## Consigne A
Indiquez si chacun des énoncés suivants concorde avec le texte sur l’actionnariat de Deezer, en répondant par oui ou par non et en citant à l’identique les mots du texte qui tranchent. (i) Orange entre au capital de Deezer en 2010. (ii) En 2016, Access Industries prend le contrôle de la totalité de Deezer. (iii) Le SPAC disposera de cinq ans pour acquérir définitivement l’entreprise.
## Consigne B
Poursuivez le texte sur l’actionnariat de Deezer à partir de sa dernière ligne.

## Extrait choisi
..............................

D’Access Industries à I2PO…
Fondée en France, Deezer a vu plusieurs changements d’actionnariat au cours de ses 15 ans d’existence. En 2008, l’entreprise accueille des fonds du Crédit Mutuel. Orange prend des parts en 2010 avec la fusion de son service Wormee. Un changement majeur d’actionnariat intervient en 2016 lorsque le fonds d’investissement Access Industries prend le contrôle de 50% de Deezer. Dirigé par l’homme d’affaire américain Len Blavatnik, Access Industries est également l’actionnaire majoritaire de Warner Music Group. En 2018, Deezer accueille 230 millions d’euros de financement de la part du fonds Kingdom Holding Company, fonds appartenant au prince saoudien Alweed ainsi que d’Orange. Cette nouvelle levée de fonds plaçait le service de streaming à une valorisation d’un milliard d’euros. L’introduction en Bourse est la dernière étape de cette ouverture progressive de l’actionnariat. Le SPAC a pour objectif l’acquisition d’une société dans un secteur précis via une société côtée. Techniquement, le SPAC I2PO et Deezer fusionnent, permettant à des petits porteurs d’acheter des parts de la société nouvellement créée en Bourse. Le SPAC aura ensuite deux ans pour acquérir définitivement l’entreprise. Deezer entre parfaitement dans les critères de I2PO, qui cible les médias services, le jeu vidéo et l’e-sport, le marché de la propriété intellectuelle et le marché du streaming musical et de podcasts.
Quelles conséquences pour les artistes ?

..............................

## Données fournies
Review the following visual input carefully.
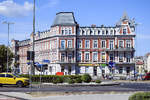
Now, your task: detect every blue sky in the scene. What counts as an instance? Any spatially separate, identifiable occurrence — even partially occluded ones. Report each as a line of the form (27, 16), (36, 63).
(0, 0), (150, 56)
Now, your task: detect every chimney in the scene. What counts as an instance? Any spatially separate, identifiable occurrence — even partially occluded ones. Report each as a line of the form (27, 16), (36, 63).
(91, 24), (96, 27)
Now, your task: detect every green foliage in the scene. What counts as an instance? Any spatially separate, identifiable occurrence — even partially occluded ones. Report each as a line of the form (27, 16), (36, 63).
(74, 77), (82, 83)
(0, 45), (13, 72)
(68, 79), (74, 84)
(129, 92), (150, 100)
(81, 74), (92, 83)
(95, 80), (101, 83)
(20, 75), (81, 84)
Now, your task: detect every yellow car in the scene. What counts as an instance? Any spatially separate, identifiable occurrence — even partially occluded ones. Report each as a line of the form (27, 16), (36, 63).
(0, 73), (29, 87)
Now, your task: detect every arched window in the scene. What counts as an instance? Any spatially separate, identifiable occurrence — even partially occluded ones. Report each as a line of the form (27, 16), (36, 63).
(123, 28), (127, 35)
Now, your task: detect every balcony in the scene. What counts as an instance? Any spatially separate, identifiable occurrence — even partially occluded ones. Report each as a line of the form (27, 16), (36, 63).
(59, 48), (75, 51)
(58, 60), (76, 64)
(106, 47), (135, 51)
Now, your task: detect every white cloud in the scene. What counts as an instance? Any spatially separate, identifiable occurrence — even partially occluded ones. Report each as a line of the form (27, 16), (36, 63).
(0, 0), (33, 17)
(42, 0), (59, 8)
(137, 34), (150, 39)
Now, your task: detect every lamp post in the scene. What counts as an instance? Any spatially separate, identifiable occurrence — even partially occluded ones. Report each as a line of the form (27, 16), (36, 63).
(31, 0), (35, 75)
(3, 21), (14, 73)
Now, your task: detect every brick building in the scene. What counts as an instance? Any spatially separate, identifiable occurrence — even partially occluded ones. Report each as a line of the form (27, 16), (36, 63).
(12, 12), (135, 76)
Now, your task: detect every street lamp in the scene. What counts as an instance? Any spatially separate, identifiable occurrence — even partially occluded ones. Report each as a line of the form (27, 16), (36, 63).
(3, 21), (14, 73)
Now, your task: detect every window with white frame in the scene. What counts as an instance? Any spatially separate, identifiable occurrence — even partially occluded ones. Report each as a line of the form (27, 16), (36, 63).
(110, 30), (113, 35)
(69, 28), (72, 34)
(119, 67), (123, 74)
(109, 53), (114, 61)
(67, 40), (72, 48)
(82, 30), (85, 35)
(93, 40), (98, 48)
(123, 28), (127, 35)
(61, 53), (65, 62)
(102, 30), (105, 35)
(109, 40), (114, 50)
(68, 53), (72, 62)
(126, 53), (131, 63)
(85, 52), (90, 61)
(126, 40), (131, 48)
(119, 53), (123, 62)
(60, 40), (65, 49)
(98, 30), (100, 35)
(101, 52), (106, 62)
(65, 28), (68, 35)
(106, 30), (108, 35)
(93, 52), (98, 61)
(119, 40), (124, 48)
(61, 28), (65, 35)
(77, 52), (81, 61)
(85, 40), (90, 48)
(77, 40), (82, 48)
(85, 66), (89, 73)
(101, 40), (106, 48)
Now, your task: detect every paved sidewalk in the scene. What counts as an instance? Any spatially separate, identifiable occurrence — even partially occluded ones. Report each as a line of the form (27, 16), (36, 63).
(0, 92), (133, 100)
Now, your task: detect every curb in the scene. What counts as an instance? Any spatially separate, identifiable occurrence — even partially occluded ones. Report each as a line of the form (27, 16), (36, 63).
(32, 83), (120, 86)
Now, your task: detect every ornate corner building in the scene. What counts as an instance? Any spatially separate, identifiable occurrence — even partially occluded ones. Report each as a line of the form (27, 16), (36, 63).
(12, 12), (136, 76)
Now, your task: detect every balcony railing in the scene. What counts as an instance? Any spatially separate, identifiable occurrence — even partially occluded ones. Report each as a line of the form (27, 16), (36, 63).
(58, 60), (76, 64)
(59, 48), (75, 51)
(106, 48), (135, 51)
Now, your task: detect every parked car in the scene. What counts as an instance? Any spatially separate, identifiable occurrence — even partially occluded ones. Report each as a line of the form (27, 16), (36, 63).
(0, 73), (29, 87)
(142, 73), (150, 80)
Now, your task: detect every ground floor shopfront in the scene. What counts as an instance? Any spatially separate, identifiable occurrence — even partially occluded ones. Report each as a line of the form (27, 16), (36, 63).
(35, 63), (135, 77)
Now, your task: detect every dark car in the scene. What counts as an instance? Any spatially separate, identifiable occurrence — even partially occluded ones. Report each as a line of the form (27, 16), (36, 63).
(142, 73), (150, 80)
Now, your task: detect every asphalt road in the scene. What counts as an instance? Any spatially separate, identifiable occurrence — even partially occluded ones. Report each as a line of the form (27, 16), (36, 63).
(0, 83), (150, 92)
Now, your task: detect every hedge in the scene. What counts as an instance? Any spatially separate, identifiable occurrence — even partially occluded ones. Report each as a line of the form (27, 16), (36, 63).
(129, 92), (150, 100)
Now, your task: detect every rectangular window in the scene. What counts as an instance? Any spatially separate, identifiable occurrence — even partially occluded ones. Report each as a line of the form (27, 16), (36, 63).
(102, 30), (105, 35)
(93, 52), (98, 62)
(119, 67), (123, 74)
(119, 53), (123, 62)
(77, 40), (82, 48)
(126, 40), (131, 48)
(61, 40), (65, 49)
(77, 52), (81, 61)
(61, 29), (64, 35)
(69, 28), (72, 34)
(61, 53), (65, 62)
(101, 52), (106, 62)
(93, 40), (98, 48)
(119, 40), (124, 48)
(65, 28), (68, 35)
(85, 52), (90, 61)
(109, 54), (114, 61)
(126, 53), (131, 63)
(85, 66), (89, 73)
(85, 40), (90, 48)
(123, 29), (127, 35)
(68, 54), (72, 62)
(110, 30), (113, 35)
(101, 40), (106, 48)
(109, 40), (114, 50)
(68, 40), (72, 48)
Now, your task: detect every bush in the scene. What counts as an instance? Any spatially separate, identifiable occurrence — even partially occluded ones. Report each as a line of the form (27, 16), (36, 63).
(95, 80), (101, 83)
(75, 78), (82, 83)
(81, 74), (92, 83)
(68, 79), (74, 84)
(129, 92), (150, 100)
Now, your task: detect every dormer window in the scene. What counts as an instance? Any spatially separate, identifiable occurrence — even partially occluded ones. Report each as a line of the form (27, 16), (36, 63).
(123, 29), (127, 35)
(98, 30), (100, 35)
(106, 30), (108, 35)
(102, 30), (105, 35)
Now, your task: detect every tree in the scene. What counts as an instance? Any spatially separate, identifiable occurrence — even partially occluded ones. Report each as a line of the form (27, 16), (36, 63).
(0, 45), (13, 72)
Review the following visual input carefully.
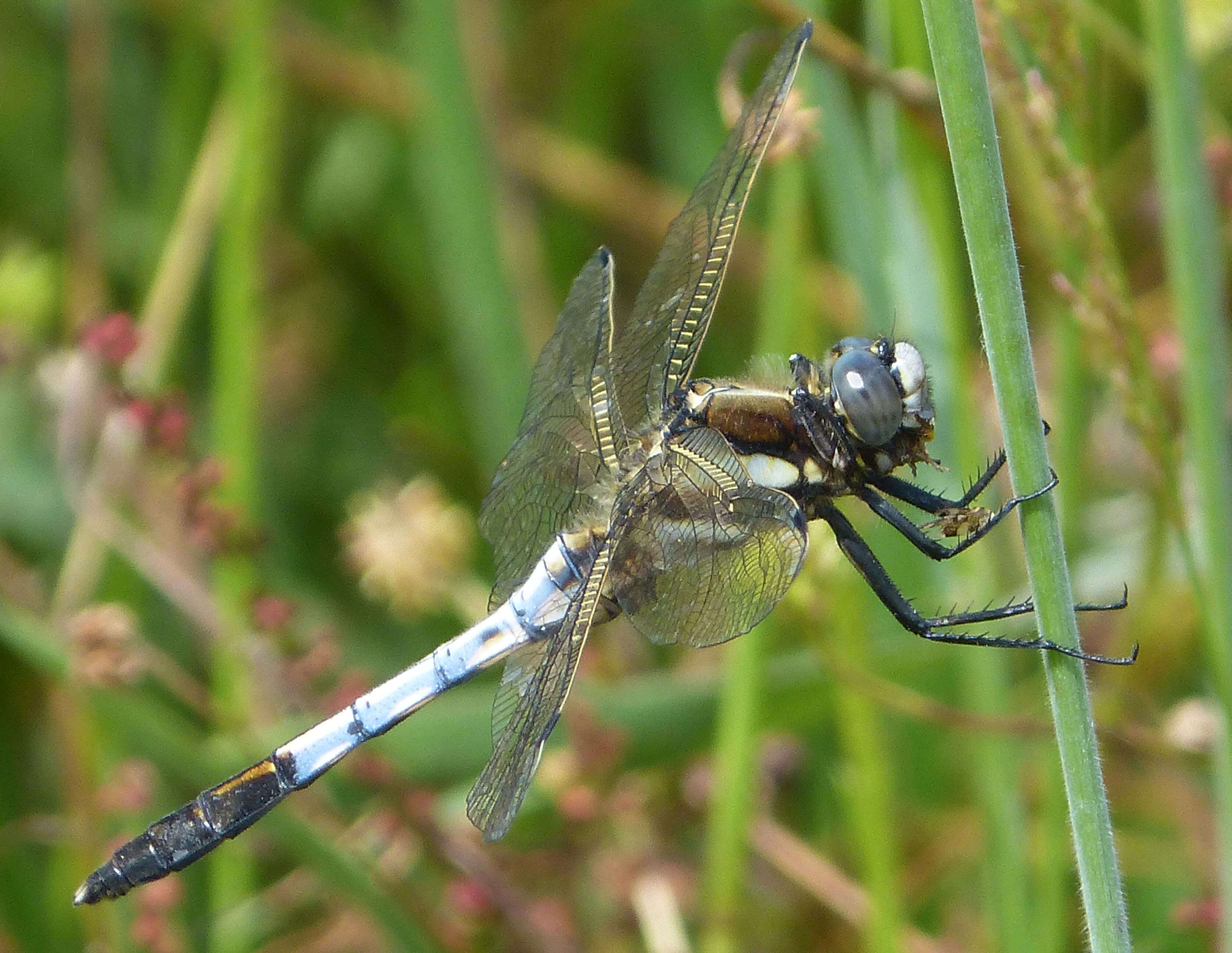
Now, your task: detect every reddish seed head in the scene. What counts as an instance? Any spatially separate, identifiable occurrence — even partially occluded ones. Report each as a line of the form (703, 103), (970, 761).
(154, 401), (192, 455)
(446, 877), (493, 917)
(81, 311), (138, 367)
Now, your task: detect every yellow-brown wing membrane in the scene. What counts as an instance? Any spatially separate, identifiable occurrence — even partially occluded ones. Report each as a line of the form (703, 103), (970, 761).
(479, 248), (624, 608)
(612, 22), (813, 433)
(610, 428), (808, 646)
(466, 538), (612, 841)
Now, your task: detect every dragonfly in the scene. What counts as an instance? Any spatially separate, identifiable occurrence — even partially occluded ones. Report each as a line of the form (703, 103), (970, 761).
(74, 21), (1136, 904)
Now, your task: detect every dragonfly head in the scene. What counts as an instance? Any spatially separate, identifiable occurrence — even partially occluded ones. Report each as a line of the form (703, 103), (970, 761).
(808, 336), (932, 447)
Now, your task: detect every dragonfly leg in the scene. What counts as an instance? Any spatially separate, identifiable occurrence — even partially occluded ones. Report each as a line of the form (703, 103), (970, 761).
(809, 504), (1138, 664)
(855, 474), (1057, 561)
(870, 450), (1005, 513)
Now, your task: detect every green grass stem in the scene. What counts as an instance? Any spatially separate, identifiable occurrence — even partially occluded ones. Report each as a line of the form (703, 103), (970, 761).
(924, 0), (1130, 953)
(701, 155), (808, 953)
(209, 0), (276, 953)
(404, 0), (530, 472)
(1142, 0), (1232, 949)
(700, 622), (767, 953)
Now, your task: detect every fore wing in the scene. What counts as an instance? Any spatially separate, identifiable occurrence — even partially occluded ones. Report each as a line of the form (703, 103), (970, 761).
(611, 428), (808, 646)
(479, 248), (624, 608)
(612, 22), (813, 433)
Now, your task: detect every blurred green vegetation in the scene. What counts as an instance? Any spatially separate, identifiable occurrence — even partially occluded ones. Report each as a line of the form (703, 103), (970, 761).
(0, 0), (1232, 953)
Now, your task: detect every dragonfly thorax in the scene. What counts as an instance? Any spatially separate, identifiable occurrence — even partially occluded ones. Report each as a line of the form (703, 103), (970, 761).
(680, 338), (935, 499)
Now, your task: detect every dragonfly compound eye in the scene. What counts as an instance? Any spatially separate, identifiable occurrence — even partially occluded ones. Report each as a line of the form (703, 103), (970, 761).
(832, 350), (903, 446)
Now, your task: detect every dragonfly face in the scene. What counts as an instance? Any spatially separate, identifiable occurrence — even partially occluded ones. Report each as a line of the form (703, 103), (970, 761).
(74, 22), (1130, 904)
(675, 338), (935, 506)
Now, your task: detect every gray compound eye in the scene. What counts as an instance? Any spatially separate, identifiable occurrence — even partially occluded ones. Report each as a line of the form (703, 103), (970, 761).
(832, 350), (903, 446)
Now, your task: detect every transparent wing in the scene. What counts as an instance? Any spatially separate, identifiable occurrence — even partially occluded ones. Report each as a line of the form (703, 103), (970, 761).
(611, 428), (808, 646)
(479, 248), (623, 608)
(466, 538), (612, 841)
(612, 22), (813, 432)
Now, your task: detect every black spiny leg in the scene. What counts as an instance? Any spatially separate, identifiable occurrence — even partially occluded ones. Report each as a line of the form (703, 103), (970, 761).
(808, 502), (1138, 664)
(869, 450), (1005, 513)
(855, 467), (1057, 561)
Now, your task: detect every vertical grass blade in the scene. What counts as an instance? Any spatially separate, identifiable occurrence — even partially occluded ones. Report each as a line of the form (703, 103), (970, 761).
(701, 155), (808, 953)
(207, 0), (275, 953)
(923, 0), (1130, 953)
(403, 0), (529, 472)
(1142, 0), (1232, 949)
(701, 622), (767, 953)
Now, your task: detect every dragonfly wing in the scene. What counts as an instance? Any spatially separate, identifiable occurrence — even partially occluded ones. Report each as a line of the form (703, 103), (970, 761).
(611, 428), (808, 646)
(612, 22), (813, 430)
(479, 248), (623, 608)
(466, 538), (612, 841)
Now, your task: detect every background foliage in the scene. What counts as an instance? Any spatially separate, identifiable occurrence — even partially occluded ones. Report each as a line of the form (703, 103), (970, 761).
(0, 0), (1232, 953)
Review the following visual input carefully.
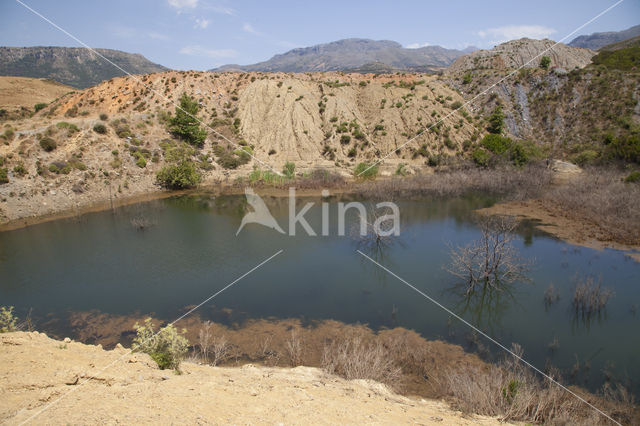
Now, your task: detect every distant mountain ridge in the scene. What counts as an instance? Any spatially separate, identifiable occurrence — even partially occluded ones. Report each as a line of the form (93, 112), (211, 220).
(0, 46), (168, 89)
(210, 38), (473, 72)
(445, 38), (596, 74)
(569, 25), (640, 50)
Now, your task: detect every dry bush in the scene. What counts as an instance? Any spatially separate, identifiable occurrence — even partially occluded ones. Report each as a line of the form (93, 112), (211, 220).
(198, 321), (213, 363)
(445, 215), (529, 293)
(542, 169), (640, 244)
(443, 345), (607, 424)
(355, 165), (553, 200)
(544, 283), (560, 307)
(322, 333), (402, 385)
(349, 203), (400, 248)
(198, 321), (231, 367)
(130, 216), (155, 230)
(573, 276), (613, 316)
(211, 336), (231, 367)
(285, 329), (302, 367)
(258, 336), (281, 366)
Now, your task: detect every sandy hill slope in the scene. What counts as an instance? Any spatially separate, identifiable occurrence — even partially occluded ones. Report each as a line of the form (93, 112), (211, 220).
(446, 38), (596, 74)
(212, 38), (465, 72)
(0, 71), (482, 222)
(0, 332), (501, 425)
(0, 46), (167, 89)
(569, 25), (640, 50)
(0, 77), (75, 111)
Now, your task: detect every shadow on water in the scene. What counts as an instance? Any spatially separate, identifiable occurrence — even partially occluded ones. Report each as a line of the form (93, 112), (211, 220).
(0, 191), (640, 398)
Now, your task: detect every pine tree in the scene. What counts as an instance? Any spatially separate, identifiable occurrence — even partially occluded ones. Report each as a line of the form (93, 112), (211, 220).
(169, 93), (207, 146)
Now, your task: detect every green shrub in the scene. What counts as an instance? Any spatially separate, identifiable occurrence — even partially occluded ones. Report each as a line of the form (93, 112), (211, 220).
(591, 42), (640, 71)
(49, 161), (71, 175)
(136, 154), (147, 169)
(40, 137), (58, 152)
(353, 163), (378, 179)
(282, 161), (296, 179)
(13, 161), (28, 176)
(156, 160), (202, 189)
(395, 163), (408, 176)
(2, 129), (15, 141)
(132, 318), (189, 372)
(480, 133), (513, 154)
(471, 148), (491, 167)
(93, 123), (107, 135)
(444, 136), (458, 149)
(487, 105), (504, 135)
(572, 149), (599, 167)
(111, 118), (134, 139)
(56, 121), (80, 135)
(605, 131), (640, 164)
(169, 93), (206, 146)
(624, 170), (640, 183)
(0, 306), (18, 333)
(540, 56), (551, 70)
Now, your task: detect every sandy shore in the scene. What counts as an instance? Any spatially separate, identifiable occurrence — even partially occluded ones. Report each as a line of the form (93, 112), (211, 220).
(0, 332), (504, 425)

..............................

## Réponse rédigée A
(i) Oui : « Orange prend des parts en 2010 avec la fusion de son service Wormee. »
(ii) Non : « le fonds d’investissement Access Industries prend le contrôle de 50% de Deezer »
(iii) Non : « Le SPAC aura ensuite deux ans pour acquérir définitivement l’entreprise. »

## Réponse rédigée B
Contrairement à ses concurrents comme Spotify, Deezer axe son développement sur la rentabilité. L’entrée en Bourse de la plateforme fait partie d’une stratégie globale visant à l’équilibre financier. Ainsi, en janvier 2022, elle a fait le choix de simplifier son offre et d’augmenter ses tarifs, faisant passer le tarif individuel de 9.99€ à 10.99€ et le tarif famille de 14.99€ à 18.99€. Cette stratégie devrait permettre aux artistes d’obtenir une redevance meilleure sur Deezer que sur les autres plateformes au clic. Pour rappel, elle est actuellement d’à peu près 4$ toutes les 1000 écoutes sur Spotify contre 6$ pour Deezer. Un argument de poids pour Deezer, qui se revendique à la pointe pour une rémunération plus juste des artistes. Pour les professionnels de la musique au sens large, cette injection de fonds conforte la position de Deezer comme un partenaire incontournable sur le marché français. La plateforme pourra notamment investir sur le développement de nouvelles fonctionnalités, à l’instar de la récente mise en place de traductions de paroles sur une partie de son catalogue, et son expansion à l’international.